▶ **WRITTEN INSTRUCTION**: Could you reproduce every one of the items below verbatim, omitting the picture from your answer?

Data drawn from a collection
▼▼▼
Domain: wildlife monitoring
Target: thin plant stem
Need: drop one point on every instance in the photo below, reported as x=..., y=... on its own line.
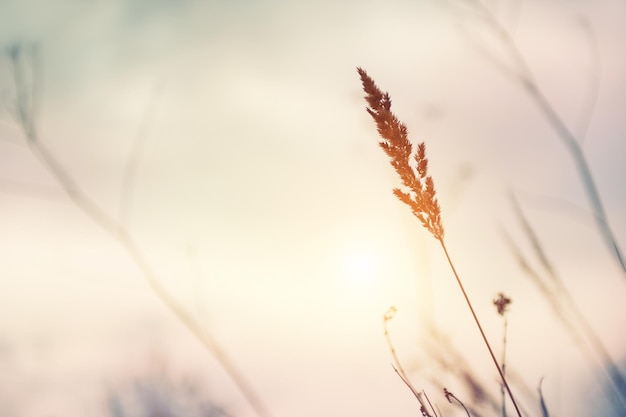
x=480, y=328
x=523, y=74
x=450, y=396
x=123, y=237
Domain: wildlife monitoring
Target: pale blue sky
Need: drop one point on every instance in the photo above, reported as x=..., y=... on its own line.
x=262, y=162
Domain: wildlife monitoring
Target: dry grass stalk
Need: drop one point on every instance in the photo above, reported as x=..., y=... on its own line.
x=420, y=195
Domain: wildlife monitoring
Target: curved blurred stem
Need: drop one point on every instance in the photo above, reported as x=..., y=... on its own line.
x=480, y=328
x=121, y=234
▲▲▲
▶ **THE REPLY**:
Domain: wildlife monitoring
Target: thin plant stem
Need: drop one point on every instance in the photo below, reported as x=..., y=... on its own line.
x=480, y=328
x=523, y=74
x=450, y=396
x=123, y=237
Domain: wildlife monitoring
Target: pale blue sky
Need: drop one point on every instance in the photo above, reported as x=..., y=... on its own line.
x=262, y=162
Domain: wildlife monitoring
Target: dry grass stalk
Need: drop one point on every instance in the photo above, reported as x=..., y=... on its own line.
x=420, y=195
Domain: wildlife monitoring
Target: curved blurred stem
Need: drop one point on every instance in the photo above, reported as x=..., y=... on its own line.
x=480, y=328
x=121, y=234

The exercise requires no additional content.